■ **HOW TO COMPLETE THIS TASK**: The whole listing below is to be returned without alteration.

■ **MATERIAL FOR THIS TASK**:
-=-=-

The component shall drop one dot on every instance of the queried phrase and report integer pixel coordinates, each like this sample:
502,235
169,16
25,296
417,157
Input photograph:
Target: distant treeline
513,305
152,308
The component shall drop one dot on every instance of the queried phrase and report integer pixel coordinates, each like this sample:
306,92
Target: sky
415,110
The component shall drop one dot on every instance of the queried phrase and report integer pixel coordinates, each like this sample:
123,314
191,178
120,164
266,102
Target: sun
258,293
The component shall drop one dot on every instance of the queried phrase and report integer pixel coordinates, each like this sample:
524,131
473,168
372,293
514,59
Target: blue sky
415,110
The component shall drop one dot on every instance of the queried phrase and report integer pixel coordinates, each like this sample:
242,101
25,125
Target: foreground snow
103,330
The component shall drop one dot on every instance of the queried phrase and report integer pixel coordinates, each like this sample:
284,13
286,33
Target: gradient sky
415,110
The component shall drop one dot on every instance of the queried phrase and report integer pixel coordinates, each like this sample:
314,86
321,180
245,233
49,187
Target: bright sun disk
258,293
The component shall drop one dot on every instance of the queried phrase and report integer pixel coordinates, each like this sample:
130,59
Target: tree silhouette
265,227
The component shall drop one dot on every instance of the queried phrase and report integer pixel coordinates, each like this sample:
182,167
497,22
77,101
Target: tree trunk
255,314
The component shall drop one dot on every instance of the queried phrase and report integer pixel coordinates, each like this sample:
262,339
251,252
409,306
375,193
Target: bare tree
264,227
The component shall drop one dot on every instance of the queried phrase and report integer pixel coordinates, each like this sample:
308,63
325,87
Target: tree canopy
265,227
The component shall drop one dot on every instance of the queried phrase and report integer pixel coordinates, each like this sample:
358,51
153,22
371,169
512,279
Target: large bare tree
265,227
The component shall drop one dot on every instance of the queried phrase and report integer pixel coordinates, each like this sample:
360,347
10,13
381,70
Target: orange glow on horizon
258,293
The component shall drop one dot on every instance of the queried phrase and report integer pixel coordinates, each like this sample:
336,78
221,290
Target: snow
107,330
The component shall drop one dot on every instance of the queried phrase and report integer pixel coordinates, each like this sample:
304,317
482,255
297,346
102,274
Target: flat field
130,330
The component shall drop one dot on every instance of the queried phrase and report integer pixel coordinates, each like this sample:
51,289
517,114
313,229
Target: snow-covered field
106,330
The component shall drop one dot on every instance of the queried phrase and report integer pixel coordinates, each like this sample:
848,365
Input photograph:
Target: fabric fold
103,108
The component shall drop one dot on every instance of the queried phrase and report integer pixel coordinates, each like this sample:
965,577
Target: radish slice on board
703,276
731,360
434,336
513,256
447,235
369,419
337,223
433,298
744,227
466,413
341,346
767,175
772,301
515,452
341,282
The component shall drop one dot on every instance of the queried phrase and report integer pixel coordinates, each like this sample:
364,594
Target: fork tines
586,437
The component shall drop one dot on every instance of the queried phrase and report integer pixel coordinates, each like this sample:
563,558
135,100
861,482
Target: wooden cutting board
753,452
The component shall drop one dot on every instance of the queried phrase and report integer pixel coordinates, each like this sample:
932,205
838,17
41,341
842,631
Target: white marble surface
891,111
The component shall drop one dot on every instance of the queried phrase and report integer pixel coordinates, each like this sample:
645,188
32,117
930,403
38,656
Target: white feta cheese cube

-=-=-

■ **ANSWER TO THIS PROBLEM**:
The component shall drop one dot on every instance of the queried phrase and report integer pixel coordinates, each like this sample:
502,235
169,16
25,296
417,157
Input photograph:
Target: distant treeline
513,305
152,308
The component shall drop one dot on every instance of the queried phrase and report integer pixel coordinates, each like this sample:
306,92
Target: sky
415,110
The component shall drop one dot on every instance of the queried phrase and report integer pixel coordinates, each like this sample:
123,314
191,178
120,164
266,102
Target: sun
258,293
The component shall drop one dot on every instance of the queried phrase and report integer pixel coordinates, each like this sample:
524,131
473,168
372,293
514,59
Target: blue sky
415,110
The component shall drop one dot on every instance of the queried phrase and report integer pixel coordinates, each like this sample:
242,101
25,125
Target: foreground snow
103,330
The component shall drop one dot on every instance of the queried phrase and report integer pixel coordinates, each like this sample:
284,13
286,33
Target: gradient sky
415,110
The component shall drop one dot on every instance of the queried phrase and report integer pixel coordinates, each like this sample:
314,86
321,180
245,233
49,187
Target: bright sun disk
258,293
The component shall drop one dot on every instance of the queried phrase and report integer pixel coordinates, each like this sample:
130,59
Target: tree silhouette
265,227
The component shall drop one dot on every instance of the queried phrase and report integer pixel coordinates, each like this sample:
182,167
497,22
77,101
Target: tree trunk
255,314
The component shall drop one dot on every instance of the queried phrase and report integer pixel coordinates, each like this sample:
262,339
251,252
409,306
375,193
Target: bare tree
264,227
The component shall drop one dot on every instance of the queried phrase and report integer pixel coordinates, each like this sample:
308,63
325,87
Target: tree canopy
265,227
The component shall drop one dot on every instance of the queried phrase and report integer pixel coordinates, each like this sample:
358,51
153,22
371,169
512,279
Target: large bare tree
265,227
The component shall drop one dot on every instance of the queried phrase and report integer pixel coordinates, each like this sample:
360,347
10,13
381,70
Target: orange glow on horizon
258,293
The component shall drop one dot on every instance of the queried phrase and report integer pixel coordinates, each like this sample:
336,78
221,290
Target: snow
107,330
The component shall drop one dot on every instance of the queried phrase and report integer pixel coordinates, each like this sample:
304,317
482,255
297,346
102,274
Target: flat field
130,330
The component shall drop one dot on every instance of the queried phrase and report integer pixel coordinates, each like this sample:
51,289
517,114
313,229
Target: snow-covered field
106,330
The component shall drop one dot on every instance of the queried phrase and report integer pixel coordinates, each like this sample:
848,365
Input photograph:
Target: fabric fold
103,108
The component shall drop one dot on every instance of the queried phrase and report integer pixel coordinates, each like this sample:
965,577
Target: radish slice on board
703,276
731,360
434,336
513,256
447,235
369,419
337,223
433,298
744,227
466,413
341,346
767,175
772,301
515,452
341,282
The component shall drop one dot on every instance of the queried phrase and report integer pixel coordinates, each like this sample:
364,594
Target: fork tines
586,437
The component shall drop one dot on every instance of the queried phrase and report integer pixel coordinates, each like this sample:
563,558
135,100
861,482
Target: wooden cutting board
753,452
The component shall drop one dot on every instance of the queried phrase and report integer pixel coordinates, each like this sample:
932,205
838,17
41,341
842,631
Target: white marble surface
891,111
The component shall drop one dot on every instance of the queried phrase and report integer pixel coordinates, each like this sample:
645,188
32,117
930,403
38,656
Target: white feta cheese cube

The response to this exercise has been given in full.